• **Written request**
Repeat the listing in full, word for word.

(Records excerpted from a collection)
========================================
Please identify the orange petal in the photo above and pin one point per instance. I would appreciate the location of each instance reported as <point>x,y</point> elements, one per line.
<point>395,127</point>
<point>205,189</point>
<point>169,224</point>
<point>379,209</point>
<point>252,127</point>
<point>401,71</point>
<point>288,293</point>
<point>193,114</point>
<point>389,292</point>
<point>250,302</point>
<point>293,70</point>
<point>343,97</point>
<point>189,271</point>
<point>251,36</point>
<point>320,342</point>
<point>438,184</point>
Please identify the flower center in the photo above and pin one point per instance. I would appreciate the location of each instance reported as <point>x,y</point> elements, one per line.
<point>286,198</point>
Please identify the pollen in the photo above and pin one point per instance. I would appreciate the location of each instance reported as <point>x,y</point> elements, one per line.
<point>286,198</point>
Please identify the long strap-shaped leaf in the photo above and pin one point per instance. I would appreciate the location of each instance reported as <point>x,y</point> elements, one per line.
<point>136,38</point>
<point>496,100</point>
========================================
• **Task response**
Please identify the orange petal in the photo above and pin one point per instance. I would appreciate the location of each instance reported as <point>x,y</point> elements, one per line.
<point>395,127</point>
<point>205,189</point>
<point>169,224</point>
<point>379,209</point>
<point>252,127</point>
<point>401,71</point>
<point>288,293</point>
<point>193,114</point>
<point>389,292</point>
<point>250,302</point>
<point>293,70</point>
<point>343,97</point>
<point>189,271</point>
<point>251,36</point>
<point>320,342</point>
<point>438,184</point>
Please identify the flower center in the photo above and pin one point per instance. I would appreciate the location of each instance reported as <point>x,y</point> elements, one per line.
<point>286,198</point>
Please identify the pollen in the photo above and pin one point per instance. I would appreciate the location of each instance reported as <point>x,y</point> elements, one per line.
<point>286,198</point>
Please identify the long strap-shaped leaf in the photo above and pin one point per instance. I would appreciate the location of each instance reported as <point>x,y</point> elements, one per line.
<point>136,38</point>
<point>496,100</point>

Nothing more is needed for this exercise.